Exercise materials:
* START *
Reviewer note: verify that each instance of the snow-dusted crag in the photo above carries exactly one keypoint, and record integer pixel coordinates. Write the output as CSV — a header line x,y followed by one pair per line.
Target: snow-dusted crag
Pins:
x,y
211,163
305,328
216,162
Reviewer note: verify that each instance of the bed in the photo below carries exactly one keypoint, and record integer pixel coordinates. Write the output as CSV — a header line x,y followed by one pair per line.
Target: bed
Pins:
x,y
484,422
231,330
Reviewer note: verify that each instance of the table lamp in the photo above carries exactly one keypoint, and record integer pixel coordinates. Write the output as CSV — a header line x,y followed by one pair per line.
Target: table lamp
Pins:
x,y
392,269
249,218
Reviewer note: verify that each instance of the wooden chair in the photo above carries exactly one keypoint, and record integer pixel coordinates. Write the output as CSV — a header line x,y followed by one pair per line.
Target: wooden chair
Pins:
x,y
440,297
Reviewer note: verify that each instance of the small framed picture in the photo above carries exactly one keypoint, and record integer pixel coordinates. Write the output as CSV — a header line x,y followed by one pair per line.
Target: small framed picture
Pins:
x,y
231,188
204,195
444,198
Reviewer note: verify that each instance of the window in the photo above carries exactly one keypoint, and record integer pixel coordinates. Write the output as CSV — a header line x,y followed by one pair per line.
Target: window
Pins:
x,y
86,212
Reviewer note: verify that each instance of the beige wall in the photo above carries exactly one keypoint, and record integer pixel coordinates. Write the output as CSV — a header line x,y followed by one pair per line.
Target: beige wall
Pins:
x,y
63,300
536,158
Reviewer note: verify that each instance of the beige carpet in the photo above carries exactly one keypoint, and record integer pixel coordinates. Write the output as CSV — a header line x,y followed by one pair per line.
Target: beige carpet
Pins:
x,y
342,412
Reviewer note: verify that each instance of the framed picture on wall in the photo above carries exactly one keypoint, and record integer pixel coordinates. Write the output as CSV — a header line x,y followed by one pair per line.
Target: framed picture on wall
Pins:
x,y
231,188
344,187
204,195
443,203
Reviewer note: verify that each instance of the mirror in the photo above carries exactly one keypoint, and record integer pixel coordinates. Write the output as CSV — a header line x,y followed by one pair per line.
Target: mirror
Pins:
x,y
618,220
* END *
Direction: Reproduce the entire listing word for word.

Answer for the task:
Reviewer note: verify that each instance of the snow-dusted crag in the photo above carries exactly one keypoint, and record integer pixel coordinates. Write the output as CSV — a header line x,y followed by one pair per line.
Target: snow-dusted crag
Pins:
x,y
211,163
305,328
216,162
Reviewer note: verify that each instance of the bed in the photo below carries exactly one keypoint, and record integer pixel coordinates. Write the output as CSV — a header line x,y followed by one pair per line.
Target: bed
Pins:
x,y
484,422
231,330
Reviewer note: verify that each instance of the table lamp in the photo above carries exactly one keypoint, and record integer pixel coordinates. Write the output as CSV — a header line x,y followed by one pair per line.
Target: table lamp
Pins:
x,y
392,269
249,218
Reviewer note: verify that each instance of the wooden chair in the photo above carries exactly one keypoint, and record integer pixel coordinates. Write the output as CSV — a header line x,y followed by one pair per line.
Target: wooden chair
Pins:
x,y
440,297
Reviewer note: verify that each instance of the small framed picture in the photo above carries exactly one keypoint, and record integer pixel coordinates. Write the output as CSV — a header line x,y followed by one pair per line.
Target: small framed picture
Pins:
x,y
231,188
204,195
444,198
Reviewer note: verify that each instance of the window in the photo above carries exactly one keypoint, and record integer pixel coordinates. Write the output as CSV — a header line x,y followed by one pair per line.
Target: window
Pins:
x,y
86,212
Reviewer note: verify that each instance of the beige wall in the photo above carries exactly one keypoint, and record integer pixel coordinates. Write the output as CSV — a header line x,y followed by one pair per line.
Target: beige wall
Pins:
x,y
63,300
536,158
Reviewer note: verify that each instance of the beige carpet in the photo above carries exactly one keypoint, and record integer pixel coordinates. Write the output as CSV — a header line x,y followed by one pair per line.
Target: beige carpet
Pins:
x,y
342,412
Reviewer note: verify that each instance of the framed picture on wall in the photo above carries exactly one keypoint, and record integer pixel coordinates. Write the output as CSV — a header line x,y followed by one pair per line.
Target: framed picture on wall
Pins:
x,y
231,188
344,187
204,195
443,203
Reviewer note: verify that each instance of the mirror in the photo above carries exactly one keypoint, and record integer pixel coordinates. Write the output as CSV — a header line x,y followed by one pair per line.
Target: mirror
Pins:
x,y
618,220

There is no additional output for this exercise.